» Supplied data:
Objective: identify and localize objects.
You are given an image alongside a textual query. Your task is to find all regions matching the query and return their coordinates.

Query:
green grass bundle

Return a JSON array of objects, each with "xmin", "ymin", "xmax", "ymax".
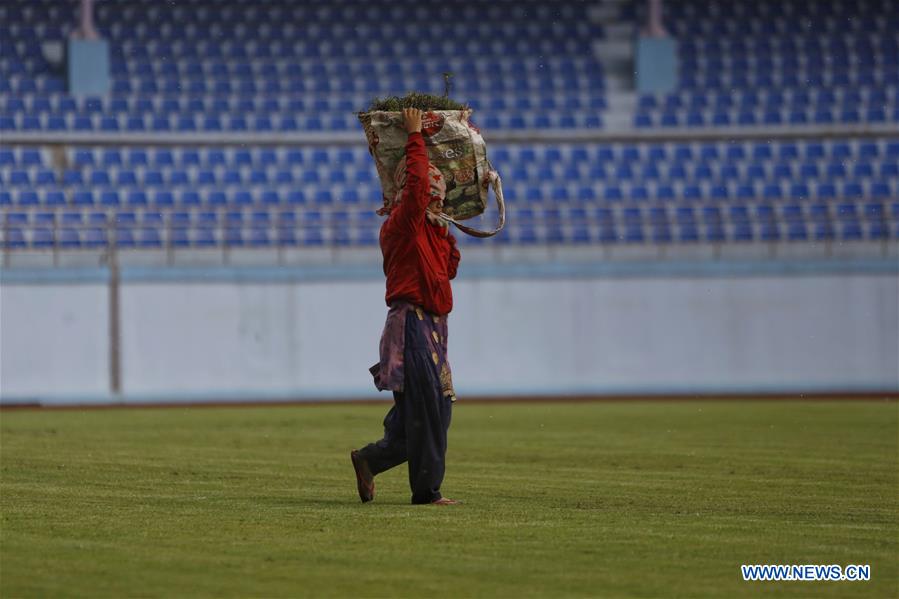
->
[{"xmin": 368, "ymin": 92, "xmax": 468, "ymax": 112}]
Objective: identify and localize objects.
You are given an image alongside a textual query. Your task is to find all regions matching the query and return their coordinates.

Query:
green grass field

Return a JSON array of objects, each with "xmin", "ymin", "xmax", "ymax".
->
[{"xmin": 0, "ymin": 401, "xmax": 899, "ymax": 597}]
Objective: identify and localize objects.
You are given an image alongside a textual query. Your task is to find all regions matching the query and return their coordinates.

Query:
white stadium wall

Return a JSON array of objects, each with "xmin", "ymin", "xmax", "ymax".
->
[{"xmin": 0, "ymin": 274, "xmax": 899, "ymax": 403}]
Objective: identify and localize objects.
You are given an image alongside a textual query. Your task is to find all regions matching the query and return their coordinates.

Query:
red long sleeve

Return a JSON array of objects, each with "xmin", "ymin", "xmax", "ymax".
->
[{"xmin": 380, "ymin": 133, "xmax": 461, "ymax": 315}]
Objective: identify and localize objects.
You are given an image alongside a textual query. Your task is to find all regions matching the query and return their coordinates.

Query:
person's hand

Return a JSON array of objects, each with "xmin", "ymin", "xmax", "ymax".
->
[{"xmin": 403, "ymin": 108, "xmax": 421, "ymax": 133}]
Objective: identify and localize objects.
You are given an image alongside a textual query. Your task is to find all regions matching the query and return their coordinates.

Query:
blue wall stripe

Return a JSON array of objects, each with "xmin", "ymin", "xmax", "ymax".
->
[{"xmin": 0, "ymin": 258, "xmax": 899, "ymax": 285}]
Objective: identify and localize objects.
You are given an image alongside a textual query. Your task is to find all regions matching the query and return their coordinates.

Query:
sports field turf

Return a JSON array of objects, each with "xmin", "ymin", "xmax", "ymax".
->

» Exercise instructions:
Report how many lines of the data above contain the word "grass". Case counts, and the reply should be the number alone.

» Written solution:
2